Records from a dataset:
--- Begin ---

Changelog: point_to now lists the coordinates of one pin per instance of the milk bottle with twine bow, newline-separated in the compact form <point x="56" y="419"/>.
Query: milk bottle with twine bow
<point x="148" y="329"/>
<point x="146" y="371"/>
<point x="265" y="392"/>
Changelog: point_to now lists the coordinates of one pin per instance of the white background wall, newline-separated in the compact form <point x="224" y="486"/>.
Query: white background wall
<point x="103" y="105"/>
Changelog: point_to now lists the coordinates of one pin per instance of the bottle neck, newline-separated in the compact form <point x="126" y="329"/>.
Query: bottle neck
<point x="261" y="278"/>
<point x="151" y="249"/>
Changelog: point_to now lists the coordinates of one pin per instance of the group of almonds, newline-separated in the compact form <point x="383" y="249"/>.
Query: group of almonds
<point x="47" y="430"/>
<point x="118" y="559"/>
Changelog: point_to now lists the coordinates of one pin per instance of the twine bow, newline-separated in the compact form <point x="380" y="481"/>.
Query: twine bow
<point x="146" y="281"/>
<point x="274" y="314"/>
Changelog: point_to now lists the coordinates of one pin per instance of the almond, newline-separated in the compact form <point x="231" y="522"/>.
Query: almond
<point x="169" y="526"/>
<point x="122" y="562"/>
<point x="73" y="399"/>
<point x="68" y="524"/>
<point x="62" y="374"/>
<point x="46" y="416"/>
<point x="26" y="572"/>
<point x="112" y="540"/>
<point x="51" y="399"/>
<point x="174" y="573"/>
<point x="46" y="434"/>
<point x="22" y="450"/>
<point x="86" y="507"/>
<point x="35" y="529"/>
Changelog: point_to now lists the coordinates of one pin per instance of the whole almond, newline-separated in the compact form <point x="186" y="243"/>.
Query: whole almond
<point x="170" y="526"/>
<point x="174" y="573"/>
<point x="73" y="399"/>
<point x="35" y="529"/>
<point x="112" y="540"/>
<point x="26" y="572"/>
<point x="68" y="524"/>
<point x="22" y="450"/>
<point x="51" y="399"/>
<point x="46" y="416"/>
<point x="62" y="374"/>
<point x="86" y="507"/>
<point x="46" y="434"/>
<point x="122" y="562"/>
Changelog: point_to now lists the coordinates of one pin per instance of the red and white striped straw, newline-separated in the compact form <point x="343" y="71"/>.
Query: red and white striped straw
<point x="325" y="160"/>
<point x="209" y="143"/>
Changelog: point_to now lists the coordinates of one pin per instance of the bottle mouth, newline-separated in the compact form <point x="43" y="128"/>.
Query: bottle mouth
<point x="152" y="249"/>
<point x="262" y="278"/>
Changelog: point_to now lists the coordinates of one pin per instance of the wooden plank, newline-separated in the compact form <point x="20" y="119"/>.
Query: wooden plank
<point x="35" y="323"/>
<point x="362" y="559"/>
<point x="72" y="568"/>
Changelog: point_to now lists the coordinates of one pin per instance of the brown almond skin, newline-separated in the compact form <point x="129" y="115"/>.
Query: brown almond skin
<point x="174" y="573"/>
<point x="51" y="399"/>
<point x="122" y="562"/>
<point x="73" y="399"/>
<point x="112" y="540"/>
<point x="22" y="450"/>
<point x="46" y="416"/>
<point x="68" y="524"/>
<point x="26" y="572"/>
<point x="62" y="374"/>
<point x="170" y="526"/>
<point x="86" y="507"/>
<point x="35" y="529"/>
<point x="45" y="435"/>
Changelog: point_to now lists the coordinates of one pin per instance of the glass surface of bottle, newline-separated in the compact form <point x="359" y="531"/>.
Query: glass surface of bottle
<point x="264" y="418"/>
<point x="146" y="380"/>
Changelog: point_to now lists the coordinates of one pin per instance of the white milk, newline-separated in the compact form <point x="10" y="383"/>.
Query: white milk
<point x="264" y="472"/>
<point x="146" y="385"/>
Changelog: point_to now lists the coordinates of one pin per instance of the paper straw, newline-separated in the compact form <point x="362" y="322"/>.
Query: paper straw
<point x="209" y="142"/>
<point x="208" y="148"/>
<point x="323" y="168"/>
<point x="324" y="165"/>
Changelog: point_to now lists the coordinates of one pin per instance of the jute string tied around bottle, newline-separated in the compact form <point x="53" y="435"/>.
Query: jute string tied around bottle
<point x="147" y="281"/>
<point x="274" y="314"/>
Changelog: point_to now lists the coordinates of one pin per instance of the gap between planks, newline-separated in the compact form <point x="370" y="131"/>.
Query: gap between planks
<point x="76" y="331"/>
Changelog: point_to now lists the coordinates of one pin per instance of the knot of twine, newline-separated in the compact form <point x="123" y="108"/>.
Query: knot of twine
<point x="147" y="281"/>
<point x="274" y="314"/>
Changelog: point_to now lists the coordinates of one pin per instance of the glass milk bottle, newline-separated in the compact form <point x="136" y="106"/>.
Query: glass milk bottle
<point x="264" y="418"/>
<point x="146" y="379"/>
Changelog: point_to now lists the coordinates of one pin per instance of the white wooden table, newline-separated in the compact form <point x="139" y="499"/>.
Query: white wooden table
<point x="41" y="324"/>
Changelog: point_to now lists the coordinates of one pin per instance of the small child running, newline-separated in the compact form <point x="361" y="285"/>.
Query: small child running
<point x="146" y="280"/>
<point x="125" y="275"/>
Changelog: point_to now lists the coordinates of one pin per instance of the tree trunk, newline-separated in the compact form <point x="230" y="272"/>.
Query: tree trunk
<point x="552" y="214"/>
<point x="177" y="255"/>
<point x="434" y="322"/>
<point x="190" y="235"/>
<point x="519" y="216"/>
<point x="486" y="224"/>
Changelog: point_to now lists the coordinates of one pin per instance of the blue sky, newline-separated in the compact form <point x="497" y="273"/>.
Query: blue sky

--- End ---

Directions for this task: The lines to reproduce run from the one that contains "the glass milk" through the last line above; copy them exactly.

Output of the exercise:
Changelog: point_to now lists the coordinates of one pin per instance of the glass milk bottle, newline-separated in the compact form <point x="136" y="106"/>.
Query: glass milk bottle
<point x="264" y="418"/>
<point x="146" y="379"/>
Changelog: point_to now lists the coordinates of one pin per instance of the white wooden table, newline-separated in the compact form <point x="139" y="499"/>.
Query: white wooden table
<point x="41" y="324"/>
Changelog: point_to now lists the coordinates of one pin per instance of the small child running, newline-separated in the compact form <point x="361" y="285"/>.
Query: small child running
<point x="146" y="280"/>
<point x="125" y="275"/>
Changelog: point_to now lists the coordinates of one pin per instance of the tree trunk, newline-separated in the compact form <point x="230" y="272"/>.
Query: tree trunk
<point x="552" y="214"/>
<point x="177" y="255"/>
<point x="434" y="322"/>
<point x="190" y="235"/>
<point x="519" y="216"/>
<point x="486" y="224"/>
Changelog: point_to now lists the coordinates of one pin per instance of the blue sky, newline-separated in the compact form <point x="497" y="273"/>.
Query: blue sky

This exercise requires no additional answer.